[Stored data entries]
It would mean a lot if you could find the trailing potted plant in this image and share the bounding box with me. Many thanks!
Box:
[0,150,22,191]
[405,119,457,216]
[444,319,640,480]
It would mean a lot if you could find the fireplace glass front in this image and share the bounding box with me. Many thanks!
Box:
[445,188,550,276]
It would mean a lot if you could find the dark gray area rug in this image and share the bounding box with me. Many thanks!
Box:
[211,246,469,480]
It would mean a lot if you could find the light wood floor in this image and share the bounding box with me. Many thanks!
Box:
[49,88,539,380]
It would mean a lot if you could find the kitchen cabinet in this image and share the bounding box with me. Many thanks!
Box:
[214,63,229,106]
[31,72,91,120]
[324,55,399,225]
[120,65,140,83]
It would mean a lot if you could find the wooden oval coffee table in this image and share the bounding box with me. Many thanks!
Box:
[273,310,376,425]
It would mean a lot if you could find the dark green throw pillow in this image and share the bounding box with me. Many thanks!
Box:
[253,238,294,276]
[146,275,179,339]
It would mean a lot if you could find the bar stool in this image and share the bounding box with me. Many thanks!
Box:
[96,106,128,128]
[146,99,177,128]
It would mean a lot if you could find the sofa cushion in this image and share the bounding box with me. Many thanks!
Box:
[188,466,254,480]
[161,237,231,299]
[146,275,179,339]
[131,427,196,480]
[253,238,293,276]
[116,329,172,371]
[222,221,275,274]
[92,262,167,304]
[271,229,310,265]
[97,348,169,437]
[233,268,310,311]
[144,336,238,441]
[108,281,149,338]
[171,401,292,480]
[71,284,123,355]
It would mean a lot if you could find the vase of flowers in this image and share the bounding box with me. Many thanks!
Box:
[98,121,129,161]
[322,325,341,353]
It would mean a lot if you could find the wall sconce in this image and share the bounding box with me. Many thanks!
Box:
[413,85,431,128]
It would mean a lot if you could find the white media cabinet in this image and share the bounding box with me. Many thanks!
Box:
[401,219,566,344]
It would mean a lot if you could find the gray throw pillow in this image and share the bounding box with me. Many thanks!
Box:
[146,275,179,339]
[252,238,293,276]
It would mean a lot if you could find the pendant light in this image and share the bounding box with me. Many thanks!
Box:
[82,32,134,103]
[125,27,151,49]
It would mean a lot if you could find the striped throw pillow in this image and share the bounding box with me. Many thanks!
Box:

**What this task involves**. Reproduce the records above exactly. Leave nothing out.

**Answer for the task**.
It would mean a lot if you could find the trailing potted plant in this image and share the bounding box with me. Many thanks!
Box:
[0,150,22,191]
[405,119,457,216]
[444,319,640,480]
It would mean a lot if you could find the fireplace glass front in this image and share the bounding box with me. Many thanks!
Box:
[445,188,550,276]
It would mean a lot if you could find the dark gray area rug in this image and share the bounding box with me. Many thanks!
Box:
[211,246,469,480]
It would mean a lot if you could find the light wood floor in this image and share the bounding box with me. Many thanks!
Box:
[49,88,539,380]
It would mean a lot if you could find the kitchen cabinet in this image and share the bounding box with me. Many thanks!
Box:
[214,63,229,106]
[31,72,91,120]
[324,55,399,225]
[120,65,140,83]
It would mean a lot if you could find the wooden oval coffee table in this image and share the bounding box with me. Many thanks!
Box:
[273,310,376,425]
It would mean a lot if you could find the dark green throw pillow in this image and share the bounding box with me. Many thanks!
Box:
[253,238,294,276]
[146,275,179,339]
It would mean a lot if you could find the bar stool in this image and share the bounding box with me. Many thanks!
Box:
[96,106,128,128]
[146,99,177,128]
It would mean a lot if you could find the sofa cushion in this image and share the bounding box with me. Many thanks!
Box:
[188,466,254,480]
[161,237,231,299]
[146,275,179,339]
[131,427,196,480]
[253,238,293,276]
[116,329,172,371]
[222,221,275,274]
[92,262,167,304]
[271,229,310,265]
[97,348,169,437]
[233,268,310,311]
[144,336,238,441]
[108,281,149,338]
[171,401,292,480]
[71,284,123,355]
It would mean a lot if you could find the vase of flowers in this image and share the bounding box with me. Many thanks!
Box:
[98,121,129,161]
[322,325,341,353]
It would mean a lot if you could find the wall sconce in this image and share the bounding box with me. Many thanks!
Box:
[413,85,431,128]
It would mean a lot if you could find the white media cabinet in this image and share the bounding box with me. Many thanks!
Box:
[401,219,566,344]
It would mean a lot if you could find the gray throw pillow in this image and share the bounding box with me. Many thanks!
Box:
[146,275,179,339]
[252,238,293,276]
It would mean a lot if you could find the pendant light in this image and share the bounding box with me. Many thanks!
Box:
[82,32,134,103]
[125,27,151,49]
It would mean a lot if you could find the striped throw pillow in this image and share the bounding box with me. Many thanks!
Box:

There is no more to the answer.